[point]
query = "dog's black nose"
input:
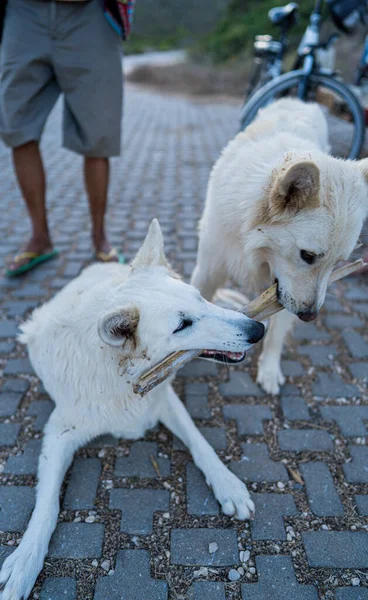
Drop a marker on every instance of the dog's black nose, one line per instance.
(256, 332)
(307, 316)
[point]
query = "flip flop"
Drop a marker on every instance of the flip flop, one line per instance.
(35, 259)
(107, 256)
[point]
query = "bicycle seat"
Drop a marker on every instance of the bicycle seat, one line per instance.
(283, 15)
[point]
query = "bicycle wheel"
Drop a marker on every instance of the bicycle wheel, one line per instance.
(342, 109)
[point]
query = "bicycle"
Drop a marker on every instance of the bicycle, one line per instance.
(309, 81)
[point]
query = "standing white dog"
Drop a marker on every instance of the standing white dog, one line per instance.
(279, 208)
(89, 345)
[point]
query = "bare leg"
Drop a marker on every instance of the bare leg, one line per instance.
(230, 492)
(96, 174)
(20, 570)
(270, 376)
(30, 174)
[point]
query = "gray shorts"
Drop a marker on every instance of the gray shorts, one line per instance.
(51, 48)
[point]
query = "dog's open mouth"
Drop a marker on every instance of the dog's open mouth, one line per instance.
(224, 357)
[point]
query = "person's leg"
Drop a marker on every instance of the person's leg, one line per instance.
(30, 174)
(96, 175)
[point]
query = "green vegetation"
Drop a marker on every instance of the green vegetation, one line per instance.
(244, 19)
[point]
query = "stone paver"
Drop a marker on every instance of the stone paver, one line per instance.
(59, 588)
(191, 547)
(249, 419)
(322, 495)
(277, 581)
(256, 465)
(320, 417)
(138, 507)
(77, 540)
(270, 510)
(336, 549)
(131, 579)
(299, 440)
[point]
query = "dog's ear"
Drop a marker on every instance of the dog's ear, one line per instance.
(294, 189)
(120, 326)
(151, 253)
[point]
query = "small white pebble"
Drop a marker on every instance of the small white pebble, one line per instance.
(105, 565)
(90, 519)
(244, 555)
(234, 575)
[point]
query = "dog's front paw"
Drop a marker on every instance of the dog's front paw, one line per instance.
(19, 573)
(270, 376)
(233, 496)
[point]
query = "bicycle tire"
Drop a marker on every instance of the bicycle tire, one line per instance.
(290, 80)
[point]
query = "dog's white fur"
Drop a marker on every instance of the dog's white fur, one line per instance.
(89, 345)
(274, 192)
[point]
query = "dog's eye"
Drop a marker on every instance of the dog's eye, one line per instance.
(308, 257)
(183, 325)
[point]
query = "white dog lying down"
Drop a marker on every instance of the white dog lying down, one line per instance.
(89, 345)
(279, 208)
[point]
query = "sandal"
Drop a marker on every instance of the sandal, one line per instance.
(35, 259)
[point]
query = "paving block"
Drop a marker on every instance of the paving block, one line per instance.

*-*-*

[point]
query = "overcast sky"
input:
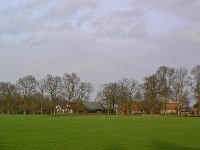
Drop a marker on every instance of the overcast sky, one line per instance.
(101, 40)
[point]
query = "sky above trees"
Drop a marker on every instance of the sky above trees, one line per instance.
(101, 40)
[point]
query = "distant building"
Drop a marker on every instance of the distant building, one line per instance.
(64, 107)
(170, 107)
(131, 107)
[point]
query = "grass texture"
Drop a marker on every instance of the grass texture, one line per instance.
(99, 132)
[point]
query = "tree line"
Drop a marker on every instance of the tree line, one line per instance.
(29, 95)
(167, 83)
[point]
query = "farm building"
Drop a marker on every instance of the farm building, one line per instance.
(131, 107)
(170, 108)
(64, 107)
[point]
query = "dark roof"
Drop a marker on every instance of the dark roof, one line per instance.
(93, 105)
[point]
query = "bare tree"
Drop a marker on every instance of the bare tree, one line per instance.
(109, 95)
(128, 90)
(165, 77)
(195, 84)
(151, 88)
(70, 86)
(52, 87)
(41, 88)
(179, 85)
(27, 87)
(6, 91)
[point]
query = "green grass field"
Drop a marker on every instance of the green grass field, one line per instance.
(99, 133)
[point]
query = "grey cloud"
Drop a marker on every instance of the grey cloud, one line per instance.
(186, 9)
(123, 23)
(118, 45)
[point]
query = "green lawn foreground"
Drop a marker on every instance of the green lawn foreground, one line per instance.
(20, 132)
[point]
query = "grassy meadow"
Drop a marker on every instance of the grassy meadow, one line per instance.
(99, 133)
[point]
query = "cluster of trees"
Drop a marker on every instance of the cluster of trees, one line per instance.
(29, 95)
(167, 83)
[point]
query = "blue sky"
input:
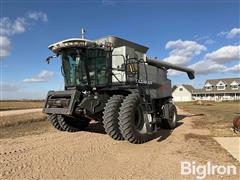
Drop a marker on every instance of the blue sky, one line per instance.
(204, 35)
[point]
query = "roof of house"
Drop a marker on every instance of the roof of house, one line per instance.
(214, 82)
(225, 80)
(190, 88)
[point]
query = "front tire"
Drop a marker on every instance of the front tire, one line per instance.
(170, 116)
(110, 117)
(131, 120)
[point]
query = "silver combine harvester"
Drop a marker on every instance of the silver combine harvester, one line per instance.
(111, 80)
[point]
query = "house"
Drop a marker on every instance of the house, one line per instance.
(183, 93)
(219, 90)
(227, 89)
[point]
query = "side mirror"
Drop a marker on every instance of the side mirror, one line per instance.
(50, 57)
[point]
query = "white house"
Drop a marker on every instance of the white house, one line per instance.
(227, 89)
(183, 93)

*-*-*

*WORK TASK*: Lines from the records above that hold "paving" are the ones to list.

*TASK ANSWER*:
query = "paving block"
Drop a marker on every instance of the paving block, one line per instance.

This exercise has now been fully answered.